### INSTRUCTION
Count the lines in the items below that contain the word "positive", and reply with only the number.

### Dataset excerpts
╭──

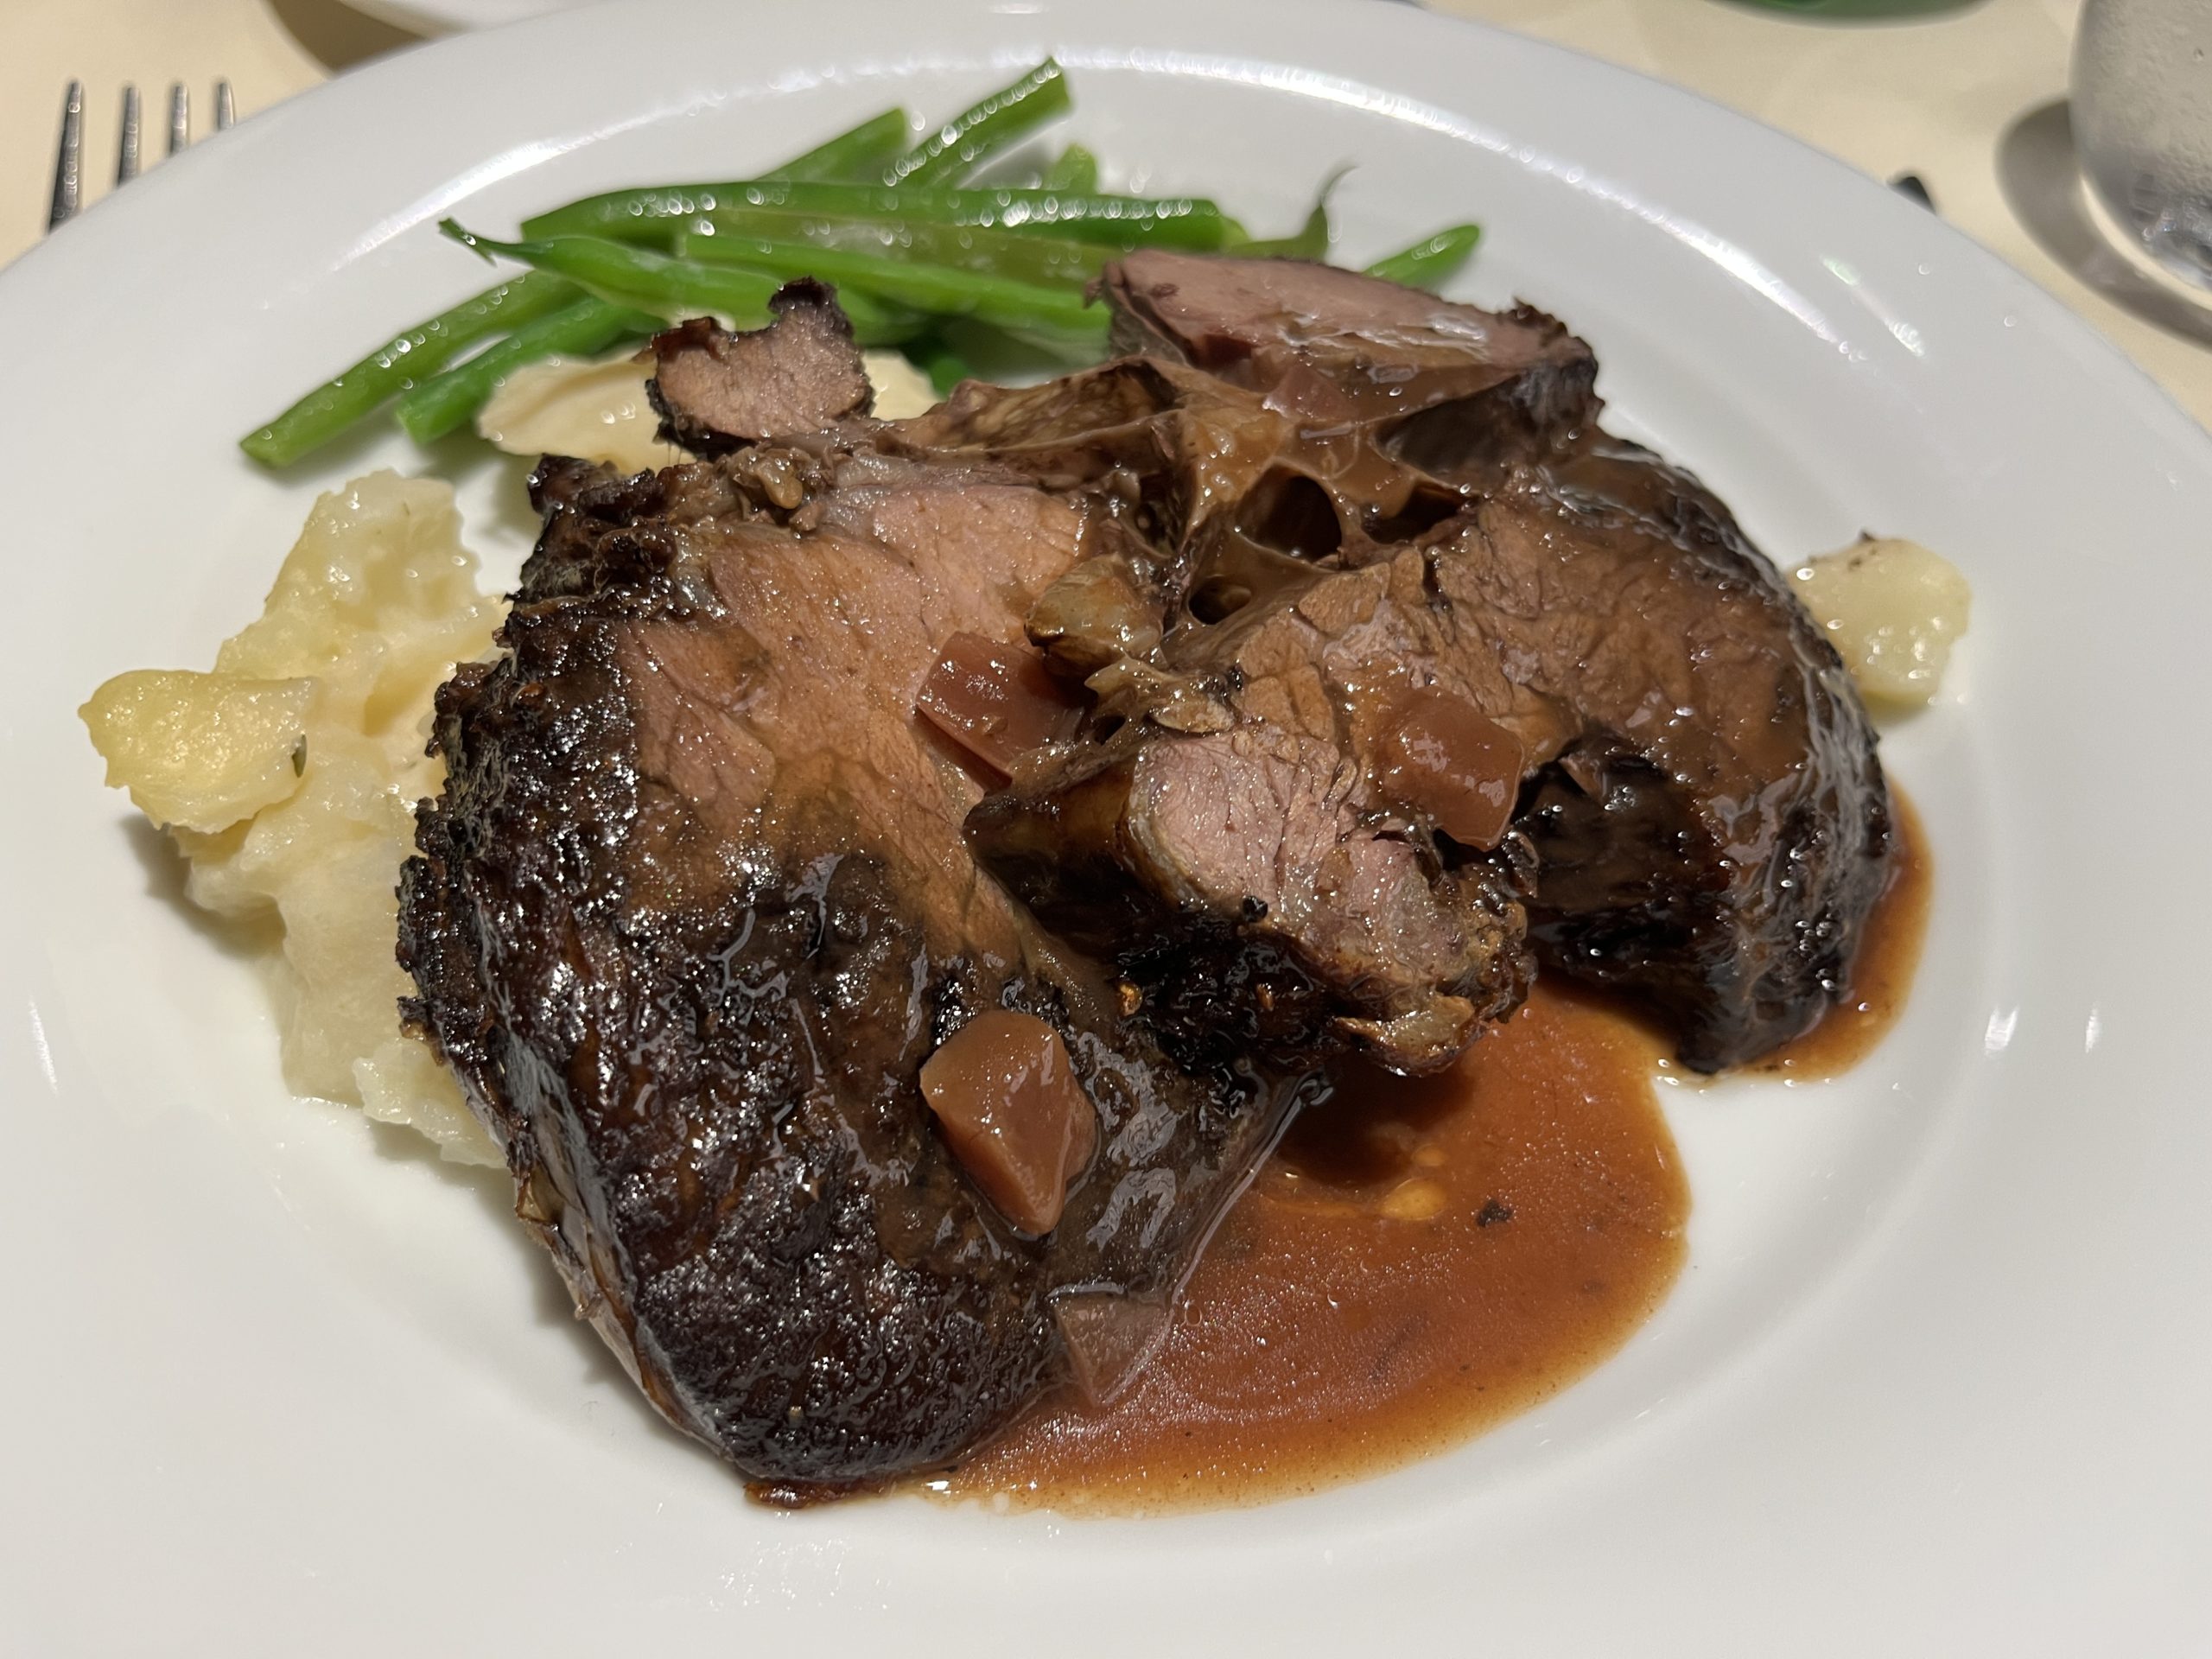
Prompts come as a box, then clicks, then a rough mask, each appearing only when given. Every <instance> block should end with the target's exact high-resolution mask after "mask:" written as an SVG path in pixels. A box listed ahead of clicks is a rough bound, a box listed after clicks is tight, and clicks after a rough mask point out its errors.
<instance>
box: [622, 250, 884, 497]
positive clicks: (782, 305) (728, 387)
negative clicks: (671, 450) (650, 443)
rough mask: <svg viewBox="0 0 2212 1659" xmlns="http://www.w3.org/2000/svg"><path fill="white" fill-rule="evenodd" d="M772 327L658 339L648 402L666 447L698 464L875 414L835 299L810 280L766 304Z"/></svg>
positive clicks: (707, 330) (783, 286) (669, 333)
mask: <svg viewBox="0 0 2212 1659" xmlns="http://www.w3.org/2000/svg"><path fill="white" fill-rule="evenodd" d="M768 307H770V310H772V312H774V319H776V321H774V323H770V325H768V327H765V330H754V332H748V334H732V332H730V330H726V327H721V325H719V323H714V321H712V319H706V316H695V319H690V321H688V323H679V325H677V327H672V330H668V332H664V334H655V336H653V347H650V349H653V380H650V383H648V394H650V398H653V407H655V409H657V411H659V416H661V438H666V440H668V442H675V445H681V447H684V449H690V451H692V453H695V456H726V453H730V451H732V449H741V447H743V445H750V442H761V440H765V438H785V436H792V434H812V431H821V429H825V427H834V425H836V422H838V420H845V418H847V416H856V414H867V407H869V398H872V389H869V385H867V372H865V369H863V367H860V356H858V352H856V349H854V341H852V323H849V321H847V319H845V312H841V310H838V305H836V294H834V292H832V290H830V288H827V285H823V283H816V281H812V279H805V281H796V283H785V285H783V288H781V290H776V296H774V299H772V301H770V303H768Z"/></svg>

╰──

### ANSWER FOR THIS EXERCISE
2